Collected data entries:
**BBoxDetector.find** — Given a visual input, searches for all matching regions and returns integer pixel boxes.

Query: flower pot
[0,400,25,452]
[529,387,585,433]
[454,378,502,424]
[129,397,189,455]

Stated goal: Write out every line of the records above again, requests included, and offset each bounding box coordinate in the answers by adding 103 to it.

Result:
**BBoxDetector.find** — Given a visual input, searches for all matching regions and returns integer pixel boxes.

Query: flower pot
[103,503,128,555]
[632,490,688,536]
[557,481,605,527]
[232,500,292,558]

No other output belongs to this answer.